### [TEXT EXCERPT]
--- START ---
Runbooks
Operator runbooks
Operational procedures for the team. Each runbook is a checklist — follow it in order, capture audit evidence as you go, and update the runbook in the same PR as any process change. See the provider matrix for routing and sovereignty context.
Runbook: managed-provider outage
A managed upstream provider is returning errors or timing out. Customer symptom: chat requests against affected
aliases fail with 502 upstream_unavailable or 429 rate_limited. Goal: contain customer
impact without exposing provider identity.
Detect
- Confirm the spike in
502/429responses in request-log dashboards, scoped by model alias. - Cross-reference the affected alias to its backing provider via the provider matrix (internal only).
- Check the provider's status page / our synthetic probe to confirm the outage is upstream, not ours.
Contain
- If a fallback provider is configured for the alias and meets the tenant's sovereignty constraint, fail over.
- Never fail over a
jp_sovereignalias to a non-sovereign provider — surface the outage instead. - For China-gated providers, do not auto-route to them as a fallback under any circumstances.
Communicate
- Post an internal incident note (severity, affected aliases, ETA) in the ops channel.
- Customer-facing comms describe impact by alias only — never name the provider or region.
Recover & review
- Once upstream recovers, revert any temporary fallback and confirm error rates normalize.
- Capture the request-log evidence window for the post-incident review.
- File follow-ups; if the runbook was wrong or incomplete, fix it in the same PR.
--- END ---
### [RECORDED INFORMATION]
--- START ---
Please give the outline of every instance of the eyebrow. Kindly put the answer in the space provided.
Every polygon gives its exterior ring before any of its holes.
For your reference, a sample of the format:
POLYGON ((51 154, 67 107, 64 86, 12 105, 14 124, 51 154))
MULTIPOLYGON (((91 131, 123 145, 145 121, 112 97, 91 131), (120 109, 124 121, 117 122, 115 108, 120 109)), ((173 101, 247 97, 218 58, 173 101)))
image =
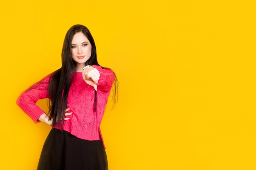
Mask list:
MULTIPOLYGON (((81 44, 84 44, 84 43, 88 43, 88 42, 87 41, 85 41, 84 42, 83 42, 81 44)), ((71 44, 71 45, 76 45, 76 44, 71 44)))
--- END ---
### [ACTION ITEM]
Extend the operator runbooks text past its final line, adding the next part of the page in the same checklist style.

### [YOUR RESPONSE]
Runbook: tenant suspension
A tenant must be suspended — non-payment, contract termination, or a security event (e.g. credential compromise). Goal: stop access cleanly while preserving the audit ledger as immutable evidence.
Decide & authorize
- Confirm the suspension reason and that it is authorized (billing, legal, or security owner sign-off).
- Record who authorized it and why — this becomes part of the audit trail.
Execute
- Suspend the tenant in the operator console; this disables sign-in and API-key auth for the tenant.
- Verify in-flight API keys are rejected (auth fails closed) and the BFF chat path is blocked.
- Do not delete data on suspension — retention and deletion follow a separate, contractually governed process.
Preserve evidence
- The audit ledger is append-only and hash-chained — confirm it remains intact and exportable.
- For a security suspension, snapshot the relevant request-log / guardrail-event window before any remediation.
Notify & track
- Notify the account owner and CS per the contract; for security events, follow the incident comms plan.
- Track the reinstatement or off-boarding decision so the tenant doesn't sit suspended indefinitely.